═══ Source data ═══
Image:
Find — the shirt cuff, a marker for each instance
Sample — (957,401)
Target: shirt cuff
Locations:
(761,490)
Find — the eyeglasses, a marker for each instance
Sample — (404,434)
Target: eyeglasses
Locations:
═══
- Prompt: Find the string "eyeglasses" in the records, then copy each line where it occurs.

- Solution to this exercise:
Find — the eyeglasses, a marker for each instance
Target: eyeglasses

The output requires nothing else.